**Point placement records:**

····················

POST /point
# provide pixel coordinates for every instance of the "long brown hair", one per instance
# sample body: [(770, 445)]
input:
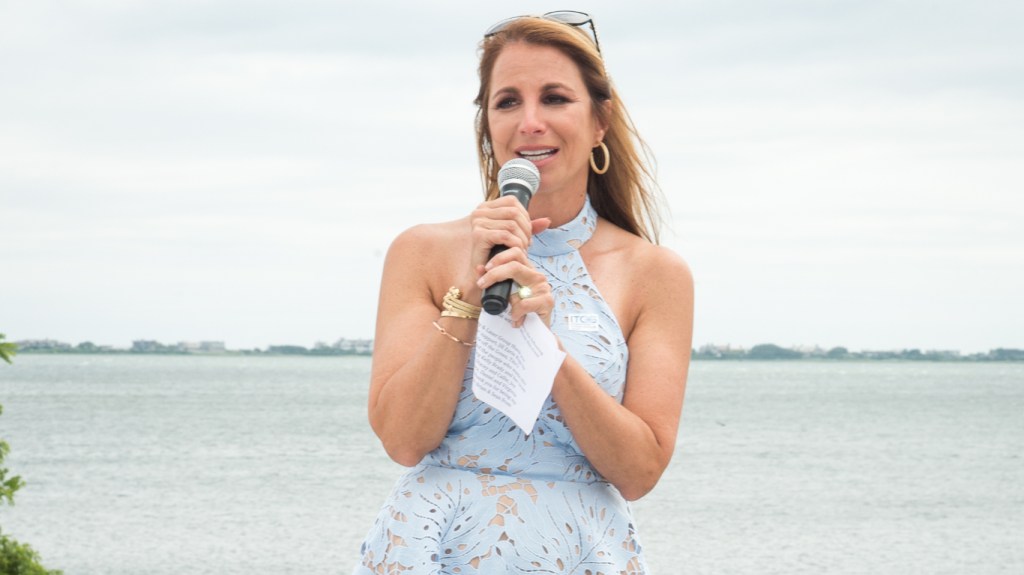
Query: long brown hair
[(626, 195)]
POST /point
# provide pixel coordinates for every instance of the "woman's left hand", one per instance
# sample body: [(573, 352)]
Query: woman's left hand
[(513, 264)]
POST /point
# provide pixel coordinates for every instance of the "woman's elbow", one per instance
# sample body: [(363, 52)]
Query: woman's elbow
[(640, 483)]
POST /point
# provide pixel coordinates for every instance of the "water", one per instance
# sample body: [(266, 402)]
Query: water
[(151, 465)]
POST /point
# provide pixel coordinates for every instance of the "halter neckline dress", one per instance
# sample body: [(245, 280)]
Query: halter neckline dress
[(492, 500)]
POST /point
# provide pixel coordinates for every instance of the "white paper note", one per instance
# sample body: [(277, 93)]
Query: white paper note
[(515, 366)]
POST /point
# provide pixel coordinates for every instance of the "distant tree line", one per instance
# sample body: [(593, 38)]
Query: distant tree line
[(774, 352)]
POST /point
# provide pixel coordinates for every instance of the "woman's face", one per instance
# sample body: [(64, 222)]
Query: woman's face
[(540, 109)]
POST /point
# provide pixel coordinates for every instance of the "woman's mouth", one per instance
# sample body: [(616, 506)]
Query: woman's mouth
[(536, 156)]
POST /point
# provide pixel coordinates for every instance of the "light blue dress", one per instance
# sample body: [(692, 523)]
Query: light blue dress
[(492, 500)]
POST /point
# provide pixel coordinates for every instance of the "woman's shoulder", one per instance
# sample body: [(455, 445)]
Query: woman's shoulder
[(426, 238)]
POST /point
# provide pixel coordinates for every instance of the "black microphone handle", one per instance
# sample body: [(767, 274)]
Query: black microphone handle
[(496, 297)]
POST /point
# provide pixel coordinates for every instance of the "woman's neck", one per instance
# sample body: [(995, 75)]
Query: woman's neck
[(559, 208)]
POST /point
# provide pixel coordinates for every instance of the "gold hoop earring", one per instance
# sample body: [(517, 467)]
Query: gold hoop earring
[(607, 160)]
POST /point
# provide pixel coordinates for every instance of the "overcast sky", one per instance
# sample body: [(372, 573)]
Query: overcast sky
[(838, 173)]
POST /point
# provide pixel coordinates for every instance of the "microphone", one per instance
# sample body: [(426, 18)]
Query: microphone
[(520, 178)]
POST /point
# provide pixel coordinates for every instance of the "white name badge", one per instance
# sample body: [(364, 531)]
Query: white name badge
[(583, 322)]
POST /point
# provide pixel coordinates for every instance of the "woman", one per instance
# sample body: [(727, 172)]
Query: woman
[(482, 496)]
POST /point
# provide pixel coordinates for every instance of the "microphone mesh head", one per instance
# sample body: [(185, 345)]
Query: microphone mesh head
[(519, 169)]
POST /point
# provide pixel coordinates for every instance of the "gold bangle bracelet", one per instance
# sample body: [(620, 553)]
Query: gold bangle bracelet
[(451, 337), (455, 307)]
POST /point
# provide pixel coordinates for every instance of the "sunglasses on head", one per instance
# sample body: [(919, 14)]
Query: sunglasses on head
[(568, 17)]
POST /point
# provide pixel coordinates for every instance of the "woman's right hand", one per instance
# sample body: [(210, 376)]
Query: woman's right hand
[(498, 222)]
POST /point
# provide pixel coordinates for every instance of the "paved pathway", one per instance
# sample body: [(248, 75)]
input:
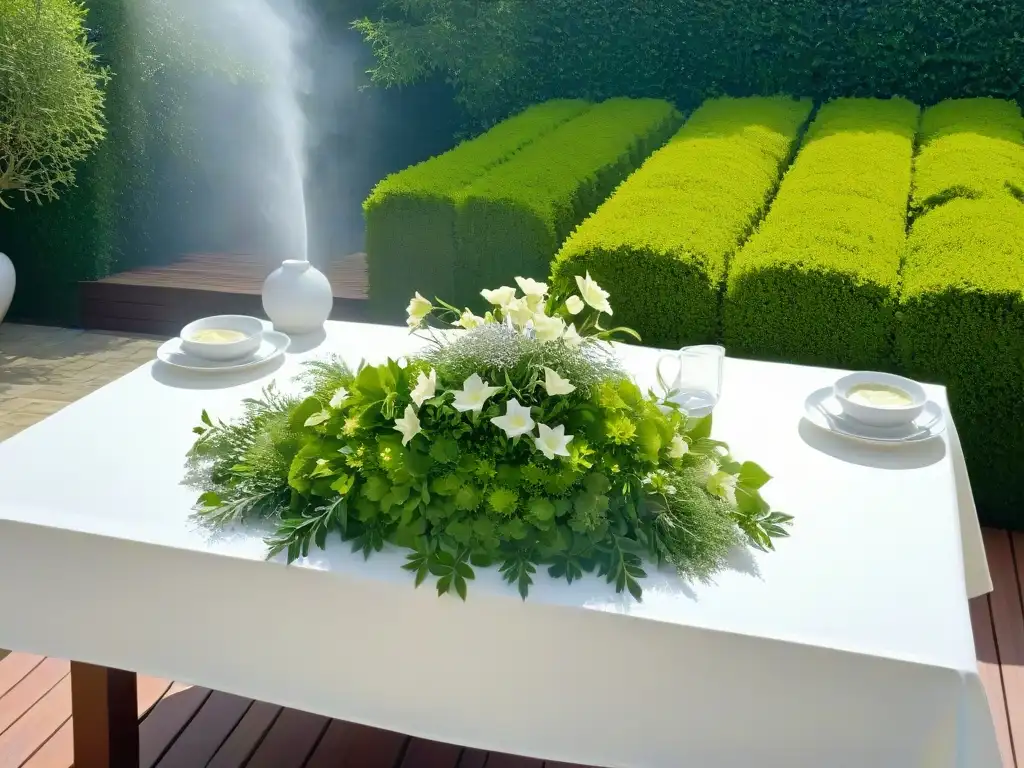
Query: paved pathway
[(44, 369)]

····················

**To be done:**
Rewrite the records starting at their first line and ending at the line that contains "[(626, 195)]", with "brown" replaced by "auburn" and all else unchanged. Omit the pictures from your answer.

**Right answer:**
POST /point
# provide pixel coordinates for every instance of the "long auburn hair", one per instance
# sample body: [(770, 445)]
input:
Query: long auburn hair
[(626, 195)]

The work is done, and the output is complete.